■ **Alıştırma Görevi 1**: MİT tırlarını konu alan metinde, siyasi erkin sözcülerinin kullandığı söylenen dil türlerinin hepsini sıralayın.
■ **Alıştırma Görevi 2**: MİT tırlarını konu alan metni, son cümlesinden sonra yazmaya devam edin.
::: Metin Bölümü :::
Siyasi erkin sözcüleri, hamaset dolu tehdit içeren ancak kendi zavallılıklarını yansıtan demeçleriyle, bu dezenformasyon da bizde varız deseler de işe yaramıyorlar.
Hakaret, aşağılama, küfür dili kendi seviyelerini ortaya koyuyor, savundukları görüşler gibi köhnemiş ve çağdışı olduklarını bir kez daha gösteriyorlar.
MİT tırlarıyla ilgili ortaya çıkan gerçekler; doğal olarak AKP tarafından Suriye’ye gönderilen tırlar söz konusu olunca kafalarda bir çok soru işareti oluşturuyor.
Çanakkale’den de bugüne kadar çeşitli seferlerde Bayır Bucak Türkmenleri için yardım tırları gönderildi.
Ancak son gönderilen tırlar Bayır Bucak Türkmenlerinin Suriye’deki konumu göz önünde bulundurulduğunda bazı soru işaretlerini de beraberinde getirmekte.
Uluslararası kamuoyunun Bayır Bucak Türkmenlerinin gelinen noktada Suriye’deki konumuna ilişkin değerlendirmelerinde farklı bazı gerçeklerin varlığı dikkat çekmektedir.
::: Veri Listesi :::
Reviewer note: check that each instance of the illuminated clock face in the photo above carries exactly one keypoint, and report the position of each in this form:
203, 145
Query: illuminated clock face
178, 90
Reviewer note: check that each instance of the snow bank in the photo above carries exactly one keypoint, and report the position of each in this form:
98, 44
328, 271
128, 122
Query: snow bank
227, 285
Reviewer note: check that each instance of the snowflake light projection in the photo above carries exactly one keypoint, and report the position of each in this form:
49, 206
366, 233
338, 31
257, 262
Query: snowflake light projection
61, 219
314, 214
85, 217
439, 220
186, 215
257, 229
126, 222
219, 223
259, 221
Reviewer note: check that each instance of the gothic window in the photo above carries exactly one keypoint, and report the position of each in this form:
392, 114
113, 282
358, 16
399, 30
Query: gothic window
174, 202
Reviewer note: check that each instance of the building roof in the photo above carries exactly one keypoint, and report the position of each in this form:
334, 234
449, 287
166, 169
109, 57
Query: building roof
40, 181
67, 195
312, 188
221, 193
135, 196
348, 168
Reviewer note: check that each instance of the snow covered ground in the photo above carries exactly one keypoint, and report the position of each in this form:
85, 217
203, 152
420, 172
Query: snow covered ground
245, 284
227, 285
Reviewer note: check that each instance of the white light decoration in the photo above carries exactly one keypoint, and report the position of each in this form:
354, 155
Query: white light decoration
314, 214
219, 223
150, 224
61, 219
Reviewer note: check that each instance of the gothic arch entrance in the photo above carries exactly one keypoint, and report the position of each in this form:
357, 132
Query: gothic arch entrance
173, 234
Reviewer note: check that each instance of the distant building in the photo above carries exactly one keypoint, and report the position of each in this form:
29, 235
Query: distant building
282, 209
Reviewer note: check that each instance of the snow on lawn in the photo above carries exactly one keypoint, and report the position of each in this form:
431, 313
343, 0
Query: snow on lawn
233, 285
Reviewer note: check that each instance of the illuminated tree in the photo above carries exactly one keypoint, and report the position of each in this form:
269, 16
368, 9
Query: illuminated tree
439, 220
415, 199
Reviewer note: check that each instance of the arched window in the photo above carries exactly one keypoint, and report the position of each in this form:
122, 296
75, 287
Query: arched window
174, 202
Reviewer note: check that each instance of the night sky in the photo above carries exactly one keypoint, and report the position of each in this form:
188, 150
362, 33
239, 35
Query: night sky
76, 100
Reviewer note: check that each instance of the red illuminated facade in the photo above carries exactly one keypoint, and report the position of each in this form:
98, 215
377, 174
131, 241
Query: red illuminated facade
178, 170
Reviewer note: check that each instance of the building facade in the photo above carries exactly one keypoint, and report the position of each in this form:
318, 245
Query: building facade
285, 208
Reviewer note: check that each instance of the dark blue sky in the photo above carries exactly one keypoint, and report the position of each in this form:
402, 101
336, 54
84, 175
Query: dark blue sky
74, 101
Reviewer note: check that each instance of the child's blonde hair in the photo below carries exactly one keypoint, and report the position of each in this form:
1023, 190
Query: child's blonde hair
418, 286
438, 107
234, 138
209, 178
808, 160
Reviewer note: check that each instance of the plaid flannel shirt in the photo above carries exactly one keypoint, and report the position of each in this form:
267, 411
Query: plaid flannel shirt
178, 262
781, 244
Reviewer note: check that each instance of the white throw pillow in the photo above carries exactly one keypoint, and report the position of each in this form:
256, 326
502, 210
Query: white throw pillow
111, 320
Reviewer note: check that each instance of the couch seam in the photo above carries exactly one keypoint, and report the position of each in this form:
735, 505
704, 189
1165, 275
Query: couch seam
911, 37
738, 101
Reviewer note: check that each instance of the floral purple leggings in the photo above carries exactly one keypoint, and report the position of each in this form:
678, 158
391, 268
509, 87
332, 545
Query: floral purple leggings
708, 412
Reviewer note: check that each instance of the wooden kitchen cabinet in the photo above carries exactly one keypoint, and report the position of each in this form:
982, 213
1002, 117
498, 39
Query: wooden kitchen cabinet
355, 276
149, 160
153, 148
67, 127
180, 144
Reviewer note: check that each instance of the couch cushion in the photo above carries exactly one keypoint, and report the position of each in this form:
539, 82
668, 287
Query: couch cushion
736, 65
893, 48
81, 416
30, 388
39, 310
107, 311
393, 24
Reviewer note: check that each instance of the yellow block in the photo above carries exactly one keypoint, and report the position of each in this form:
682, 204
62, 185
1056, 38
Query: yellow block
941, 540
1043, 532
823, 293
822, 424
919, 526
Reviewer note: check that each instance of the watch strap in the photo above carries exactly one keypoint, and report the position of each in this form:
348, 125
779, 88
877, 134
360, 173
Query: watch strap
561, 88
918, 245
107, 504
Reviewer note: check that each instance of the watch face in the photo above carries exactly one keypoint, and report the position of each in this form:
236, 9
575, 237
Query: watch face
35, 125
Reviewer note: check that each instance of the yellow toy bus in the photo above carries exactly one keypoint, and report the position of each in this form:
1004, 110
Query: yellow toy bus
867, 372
:::
■ **Görev Yanıtı 1**: Metinde bu dil türleri hakaret, aşağılama ve küfür olarak sayılıyor.

■ **Görev Yanıtı 2**:
Ayrıca yardım tırları konusunda AKP’den yapılan açıklamalarda kafaları karıştırmaktadır.
Yapılan bir açıklamada “Ensar Vakfı Lapseki Şubesi Suriye’deki Bayır Bucak Türkmenlerin için ilçeden bir tır yardım topladı ”denilirken yardımların Suriye’ye gönderileceği ifade edilmiş , diğer açıklama da tırların Hatay Kumlu ilçesine gönderileceği belirtilmiştir.
Bununla da kalınmamış, tırların Hatay Kumlu ilçesine gönderildiği belirtilen açıklamada “Hatay’ın güneyinde Türkmen dağında, savaşta yaşamını sürdürmeye çalışan bayır bucak Türkmenlerine AK Parti Çanakkale İl Teşkilatından konserve, kuru gıda, tıbbi malzeme, battaniye, giysi ve ayakkabı dan oluşan malzeme yardımı kampanyası düzenlendi ”ifadelerine yer verilirken bu seferde adres olarak Türkmen Dağları gösterilmiştir.
Dolayısıyla tırların nereye gönderileceği tam bir muammadır
Bu yardımların Suriye’ye gönderilmesi durumunda işin rengi çok daha farklı olacaktır.
O zaman bu yardımların Bayır Bucak Türkmenlerine değil , o bölgedeki cihatçı örgütlere gönderildiğini söyleyebiliriz.
Çünkü şimdi o bölgede başta Çeçenler olmak üzere Kafkas ülkeleri ağırlıklı cihatçı güçler konuşlanmış durumdadır.
Bu konuya ilişkin çarpıcı bir değerlendirme kısa bir süre önce Kafkasya Stratejik Araştırmalar Merkezi (KAFKASSAM) Başkanı Dr. Hasan Oktay’dan geldi.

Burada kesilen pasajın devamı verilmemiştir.